§ **Records of labeled points**
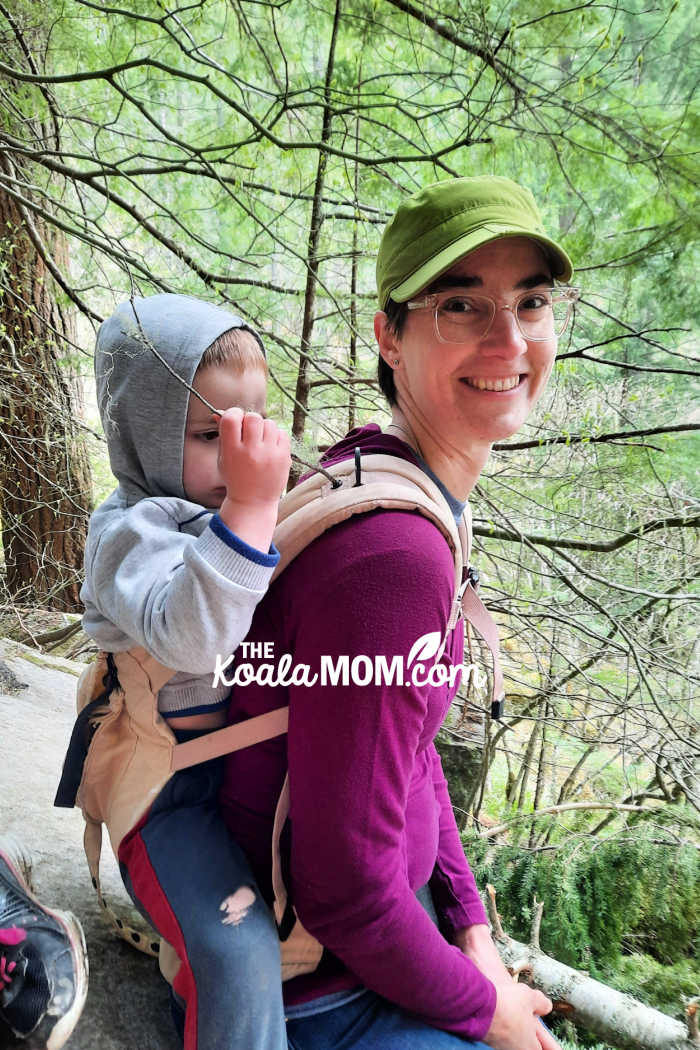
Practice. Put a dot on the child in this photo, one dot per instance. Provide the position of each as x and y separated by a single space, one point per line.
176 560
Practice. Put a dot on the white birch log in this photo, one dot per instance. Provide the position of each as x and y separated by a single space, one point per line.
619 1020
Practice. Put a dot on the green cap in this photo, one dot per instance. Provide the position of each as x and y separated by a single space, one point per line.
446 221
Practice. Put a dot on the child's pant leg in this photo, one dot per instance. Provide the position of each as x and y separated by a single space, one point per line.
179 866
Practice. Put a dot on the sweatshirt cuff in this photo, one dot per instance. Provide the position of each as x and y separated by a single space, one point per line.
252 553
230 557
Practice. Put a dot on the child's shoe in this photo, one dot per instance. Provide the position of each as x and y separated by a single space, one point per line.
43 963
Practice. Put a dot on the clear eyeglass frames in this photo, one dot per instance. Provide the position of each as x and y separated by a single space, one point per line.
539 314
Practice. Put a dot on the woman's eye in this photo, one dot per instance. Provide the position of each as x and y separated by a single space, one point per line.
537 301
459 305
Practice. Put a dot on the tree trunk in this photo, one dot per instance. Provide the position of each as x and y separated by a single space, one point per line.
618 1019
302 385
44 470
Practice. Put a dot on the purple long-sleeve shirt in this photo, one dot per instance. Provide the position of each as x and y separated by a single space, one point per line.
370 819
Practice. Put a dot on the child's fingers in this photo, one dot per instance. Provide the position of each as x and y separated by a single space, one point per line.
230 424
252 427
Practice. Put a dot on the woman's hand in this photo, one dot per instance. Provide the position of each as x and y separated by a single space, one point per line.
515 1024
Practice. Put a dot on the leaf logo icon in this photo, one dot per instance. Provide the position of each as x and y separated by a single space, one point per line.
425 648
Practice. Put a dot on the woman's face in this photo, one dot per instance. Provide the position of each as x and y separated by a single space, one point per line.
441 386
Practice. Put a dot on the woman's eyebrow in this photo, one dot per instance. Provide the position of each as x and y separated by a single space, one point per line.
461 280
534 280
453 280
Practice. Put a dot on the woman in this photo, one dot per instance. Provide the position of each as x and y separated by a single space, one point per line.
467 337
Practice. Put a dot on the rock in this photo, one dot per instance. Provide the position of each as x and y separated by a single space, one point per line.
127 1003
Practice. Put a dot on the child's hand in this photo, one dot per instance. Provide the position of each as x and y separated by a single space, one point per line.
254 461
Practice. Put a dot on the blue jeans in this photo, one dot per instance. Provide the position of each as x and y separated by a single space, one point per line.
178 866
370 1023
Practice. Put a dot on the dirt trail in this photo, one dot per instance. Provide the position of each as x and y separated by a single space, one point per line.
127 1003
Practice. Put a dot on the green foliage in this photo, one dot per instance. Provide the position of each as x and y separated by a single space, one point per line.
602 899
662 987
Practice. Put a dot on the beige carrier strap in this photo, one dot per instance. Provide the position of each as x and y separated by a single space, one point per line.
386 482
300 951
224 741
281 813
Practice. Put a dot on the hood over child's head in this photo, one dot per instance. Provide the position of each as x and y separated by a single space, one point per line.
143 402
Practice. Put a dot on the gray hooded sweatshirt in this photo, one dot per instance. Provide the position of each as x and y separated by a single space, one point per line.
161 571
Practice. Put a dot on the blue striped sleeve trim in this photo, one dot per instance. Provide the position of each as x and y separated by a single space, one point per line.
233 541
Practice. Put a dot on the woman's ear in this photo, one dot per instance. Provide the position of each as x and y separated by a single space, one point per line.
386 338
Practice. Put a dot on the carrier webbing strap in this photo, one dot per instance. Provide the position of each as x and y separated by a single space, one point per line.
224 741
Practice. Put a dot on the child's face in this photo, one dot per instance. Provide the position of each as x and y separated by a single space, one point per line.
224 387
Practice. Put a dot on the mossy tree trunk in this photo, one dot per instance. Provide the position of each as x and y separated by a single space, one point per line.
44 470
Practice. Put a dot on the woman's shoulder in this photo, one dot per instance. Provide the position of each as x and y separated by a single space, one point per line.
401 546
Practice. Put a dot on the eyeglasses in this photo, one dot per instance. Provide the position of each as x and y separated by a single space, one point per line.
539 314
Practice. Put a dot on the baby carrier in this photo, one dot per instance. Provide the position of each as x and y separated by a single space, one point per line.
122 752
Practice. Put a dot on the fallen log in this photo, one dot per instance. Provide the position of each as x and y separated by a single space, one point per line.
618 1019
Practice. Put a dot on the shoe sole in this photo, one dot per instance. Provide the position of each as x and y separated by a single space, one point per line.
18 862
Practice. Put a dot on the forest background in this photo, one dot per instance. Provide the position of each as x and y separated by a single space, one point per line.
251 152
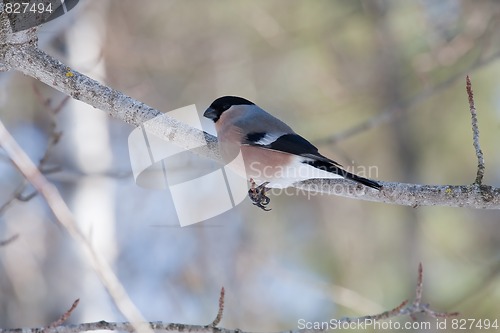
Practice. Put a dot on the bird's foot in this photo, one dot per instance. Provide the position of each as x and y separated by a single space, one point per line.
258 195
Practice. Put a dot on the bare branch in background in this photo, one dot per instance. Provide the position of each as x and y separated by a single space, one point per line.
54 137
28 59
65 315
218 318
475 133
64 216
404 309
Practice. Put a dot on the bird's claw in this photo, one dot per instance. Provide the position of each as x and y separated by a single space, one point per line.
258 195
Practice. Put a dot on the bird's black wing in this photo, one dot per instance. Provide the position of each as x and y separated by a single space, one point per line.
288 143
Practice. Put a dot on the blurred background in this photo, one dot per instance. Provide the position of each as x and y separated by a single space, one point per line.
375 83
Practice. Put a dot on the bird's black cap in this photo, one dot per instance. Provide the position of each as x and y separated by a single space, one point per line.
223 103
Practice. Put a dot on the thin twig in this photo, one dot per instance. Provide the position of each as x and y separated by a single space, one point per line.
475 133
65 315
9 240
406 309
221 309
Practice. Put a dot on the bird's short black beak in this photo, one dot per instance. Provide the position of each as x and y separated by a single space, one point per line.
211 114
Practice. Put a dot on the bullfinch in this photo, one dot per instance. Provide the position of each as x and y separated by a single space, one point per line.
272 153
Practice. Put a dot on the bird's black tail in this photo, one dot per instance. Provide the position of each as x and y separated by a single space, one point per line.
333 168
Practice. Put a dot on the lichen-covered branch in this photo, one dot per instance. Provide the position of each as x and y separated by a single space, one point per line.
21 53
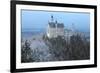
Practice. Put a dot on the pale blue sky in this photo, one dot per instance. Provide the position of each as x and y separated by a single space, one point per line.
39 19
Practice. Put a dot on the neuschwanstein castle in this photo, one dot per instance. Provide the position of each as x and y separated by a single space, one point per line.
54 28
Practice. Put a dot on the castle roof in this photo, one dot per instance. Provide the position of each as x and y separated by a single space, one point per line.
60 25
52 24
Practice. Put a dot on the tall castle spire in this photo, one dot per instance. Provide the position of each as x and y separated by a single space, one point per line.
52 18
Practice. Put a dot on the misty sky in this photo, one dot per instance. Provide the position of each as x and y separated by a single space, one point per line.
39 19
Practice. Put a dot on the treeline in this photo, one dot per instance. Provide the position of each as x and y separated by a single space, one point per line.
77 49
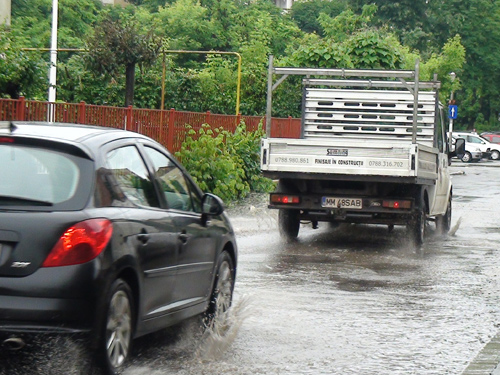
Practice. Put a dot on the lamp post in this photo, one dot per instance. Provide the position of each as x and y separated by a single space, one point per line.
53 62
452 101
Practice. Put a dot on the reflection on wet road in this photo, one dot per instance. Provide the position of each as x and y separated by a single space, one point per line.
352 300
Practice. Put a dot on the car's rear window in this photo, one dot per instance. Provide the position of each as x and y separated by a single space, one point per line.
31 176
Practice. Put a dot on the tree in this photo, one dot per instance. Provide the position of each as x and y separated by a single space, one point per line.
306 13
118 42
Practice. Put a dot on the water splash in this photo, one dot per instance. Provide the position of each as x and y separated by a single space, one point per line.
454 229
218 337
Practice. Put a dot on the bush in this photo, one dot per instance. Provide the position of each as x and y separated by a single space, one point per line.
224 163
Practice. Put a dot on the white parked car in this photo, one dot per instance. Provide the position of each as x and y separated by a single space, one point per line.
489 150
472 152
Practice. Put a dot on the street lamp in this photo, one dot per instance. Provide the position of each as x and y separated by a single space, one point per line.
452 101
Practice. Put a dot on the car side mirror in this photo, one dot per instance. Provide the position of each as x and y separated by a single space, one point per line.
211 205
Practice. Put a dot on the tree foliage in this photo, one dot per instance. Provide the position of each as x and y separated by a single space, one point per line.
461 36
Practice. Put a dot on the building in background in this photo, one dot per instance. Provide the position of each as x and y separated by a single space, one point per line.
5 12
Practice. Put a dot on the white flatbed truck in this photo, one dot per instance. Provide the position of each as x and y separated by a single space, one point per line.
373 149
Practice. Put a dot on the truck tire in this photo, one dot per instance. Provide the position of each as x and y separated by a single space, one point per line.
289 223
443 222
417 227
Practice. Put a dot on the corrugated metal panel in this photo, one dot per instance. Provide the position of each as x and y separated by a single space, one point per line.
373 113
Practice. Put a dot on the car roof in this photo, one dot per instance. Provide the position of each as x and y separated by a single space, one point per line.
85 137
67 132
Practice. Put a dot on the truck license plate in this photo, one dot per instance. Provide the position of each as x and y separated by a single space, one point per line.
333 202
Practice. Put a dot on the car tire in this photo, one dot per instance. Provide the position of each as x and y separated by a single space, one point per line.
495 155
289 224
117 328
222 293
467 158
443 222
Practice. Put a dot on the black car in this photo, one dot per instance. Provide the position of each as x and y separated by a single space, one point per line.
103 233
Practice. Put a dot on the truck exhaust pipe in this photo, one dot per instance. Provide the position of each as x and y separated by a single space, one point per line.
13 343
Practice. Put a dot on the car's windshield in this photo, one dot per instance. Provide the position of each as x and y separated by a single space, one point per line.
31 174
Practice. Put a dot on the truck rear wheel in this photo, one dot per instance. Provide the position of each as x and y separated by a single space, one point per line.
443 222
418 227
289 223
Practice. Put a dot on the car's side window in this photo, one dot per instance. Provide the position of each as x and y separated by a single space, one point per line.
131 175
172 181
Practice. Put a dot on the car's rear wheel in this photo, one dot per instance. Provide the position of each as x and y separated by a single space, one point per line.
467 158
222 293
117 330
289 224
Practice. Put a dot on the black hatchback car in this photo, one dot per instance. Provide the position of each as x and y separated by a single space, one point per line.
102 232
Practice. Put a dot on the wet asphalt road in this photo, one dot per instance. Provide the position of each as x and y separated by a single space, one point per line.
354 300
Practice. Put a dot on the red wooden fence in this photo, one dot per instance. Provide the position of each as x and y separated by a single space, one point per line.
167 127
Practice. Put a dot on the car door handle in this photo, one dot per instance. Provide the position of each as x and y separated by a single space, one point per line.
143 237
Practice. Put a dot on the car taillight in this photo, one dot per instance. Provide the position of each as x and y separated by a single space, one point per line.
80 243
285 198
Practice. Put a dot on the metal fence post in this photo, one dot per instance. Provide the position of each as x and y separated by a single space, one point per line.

§ **TASK DIRECTIONS**
Give back exactly the lines from the line containing "Practice. Put a dot on the truck rear" to the end of the entries, and no other lines.

§ **REPLY**
Practice. Put a dot on the truck rear wheel in this photo, one dot per instance. Provide the position of each as x and y separated by a single space, one point per line.
443 222
418 227
289 223
Practice. Put a dot on the car's side window in this photo, one dot per instance. Provide the position of each as x and y separated by a single space, one point per line.
131 175
172 181
Practice. Put a dot on the car's rear wheel in this photo, one dot per instance. Provide the position of each as x and y separated by a single space, one point per line.
467 158
222 293
117 330
289 224
Practice. Put a dot on the black hatchback car in this photo, one dot per instance. Provide the position of each as x and y separated by a single space, one point per line.
102 232
Practice. Put a dot on the wet asphalt road in this photo, one dot per instance. Provide the position of each as x and y separated by a single space, one point per line.
354 300
Practice. Put a dot on the red wooden fence in this photo, one dot per instance. Provide the position of each as x and y separated by a single space, one point per line.
167 127
Practice. Put a dot on the car door handle in this photo, one dot per instance. Provide the position of each as x and y separated by a single space, one point per line.
143 237
Practice. Put a dot on the car taillight in this photo, one dot per instance. Provide the position of each as x and y separated by a single space, one point per line.
80 243
285 198
Practice. Put a dot on the metal fence post in this photo, one dot per instance. Provide the position of each as x and y separated by a single space, one point per line.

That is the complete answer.